EXERCISE INPUTS Start Marker

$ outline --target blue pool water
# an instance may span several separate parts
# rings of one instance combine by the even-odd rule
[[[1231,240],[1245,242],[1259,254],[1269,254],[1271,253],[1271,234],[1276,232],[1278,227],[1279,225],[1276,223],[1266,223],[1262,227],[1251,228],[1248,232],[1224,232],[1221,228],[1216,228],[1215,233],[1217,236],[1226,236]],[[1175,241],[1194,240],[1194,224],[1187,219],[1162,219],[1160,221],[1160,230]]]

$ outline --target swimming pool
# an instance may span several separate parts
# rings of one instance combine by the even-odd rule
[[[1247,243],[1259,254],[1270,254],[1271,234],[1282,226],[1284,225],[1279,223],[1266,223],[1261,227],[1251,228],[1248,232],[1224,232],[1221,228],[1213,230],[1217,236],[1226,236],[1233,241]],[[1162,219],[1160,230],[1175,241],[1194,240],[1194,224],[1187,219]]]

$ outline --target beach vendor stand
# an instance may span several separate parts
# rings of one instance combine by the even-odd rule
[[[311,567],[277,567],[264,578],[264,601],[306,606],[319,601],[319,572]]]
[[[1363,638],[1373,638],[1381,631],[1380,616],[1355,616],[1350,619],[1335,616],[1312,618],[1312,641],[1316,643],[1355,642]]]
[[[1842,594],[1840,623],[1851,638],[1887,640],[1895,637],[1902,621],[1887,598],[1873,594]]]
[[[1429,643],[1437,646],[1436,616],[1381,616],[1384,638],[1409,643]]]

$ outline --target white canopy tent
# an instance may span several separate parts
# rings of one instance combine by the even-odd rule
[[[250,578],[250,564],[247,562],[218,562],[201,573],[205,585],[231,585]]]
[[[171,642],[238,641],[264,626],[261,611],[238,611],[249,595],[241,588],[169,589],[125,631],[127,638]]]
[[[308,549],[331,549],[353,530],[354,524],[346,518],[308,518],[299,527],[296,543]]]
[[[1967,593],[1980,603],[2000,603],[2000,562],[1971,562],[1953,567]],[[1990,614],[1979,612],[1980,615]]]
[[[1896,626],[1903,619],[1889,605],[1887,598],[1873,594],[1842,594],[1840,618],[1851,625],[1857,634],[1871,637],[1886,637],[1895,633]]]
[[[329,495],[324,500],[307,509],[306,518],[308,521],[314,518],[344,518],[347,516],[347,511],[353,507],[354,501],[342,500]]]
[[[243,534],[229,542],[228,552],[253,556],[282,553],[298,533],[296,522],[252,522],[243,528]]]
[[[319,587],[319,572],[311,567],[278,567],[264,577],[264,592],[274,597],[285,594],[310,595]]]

EXERCISE INPUTS End Marker

• _YOUR TASK_
Write every record out again, letter for letter.

• _TASK OUTPUT_
$ outline --target blue pool water
# an instance may span several separate parts
# rings of one instance combine by the even-odd rule
[[[1231,240],[1245,242],[1259,254],[1269,254],[1271,253],[1271,234],[1276,232],[1278,227],[1279,225],[1276,223],[1266,223],[1262,227],[1251,228],[1248,232],[1224,232],[1221,228],[1216,228],[1215,233],[1217,236],[1226,236]],[[1175,241],[1194,240],[1194,224],[1187,219],[1162,219],[1160,221],[1160,230]]]

$ outline --target swimming pool
# an instance may span several separate parts
# rings of one instance combine by the even-odd rule
[[[1247,243],[1259,254],[1270,254],[1271,234],[1282,226],[1284,225],[1279,223],[1266,223],[1261,227],[1251,228],[1248,232],[1224,232],[1221,228],[1213,230],[1217,236],[1226,236],[1233,241]],[[1162,219],[1160,230],[1175,241],[1194,240],[1194,224],[1187,219]]]

$ outline --target beach vendor stand
# an instance may span several separate parts
# rings of one instance combine by the even-odd rule
[[[311,567],[277,567],[264,578],[264,601],[306,606],[319,601],[319,572]]]
[[[1363,638],[1373,638],[1381,631],[1380,616],[1355,616],[1350,619],[1335,616],[1312,618],[1312,641],[1316,643],[1355,642]]]
[[[1842,594],[1840,623],[1851,638],[1887,640],[1895,637],[1902,621],[1887,598],[1873,594]]]
[[[1429,643],[1437,646],[1436,616],[1381,616],[1384,638],[1409,643]]]

$ outline --target white canopy tent
# an instance may span several separate parts
# rings of one instance combine by the even-odd rule
[[[250,578],[250,564],[247,562],[218,562],[201,573],[205,585],[231,585]]]
[[[171,642],[238,641],[264,626],[261,611],[238,611],[249,595],[241,588],[169,589],[125,631],[127,638]]]
[[[308,549],[331,549],[353,530],[354,524],[346,518],[308,518],[299,527],[296,543]]]
[[[1967,593],[1980,603],[2000,603],[2000,562],[1971,562],[1953,567]],[[1990,614],[1979,612],[1980,615]]]
[[[1896,626],[1903,619],[1889,605],[1887,598],[1873,594],[1842,594],[1840,618],[1851,625],[1857,634],[1871,637],[1886,637],[1895,633]]]
[[[329,495],[324,500],[307,509],[306,518],[308,521],[314,518],[344,518],[347,516],[347,511],[353,507],[354,501],[342,500]]]
[[[243,534],[229,542],[228,552],[253,556],[282,553],[298,533],[296,522],[252,522],[243,528]]]
[[[319,587],[319,572],[311,567],[278,567],[264,577],[264,592],[274,597],[285,594],[310,595]]]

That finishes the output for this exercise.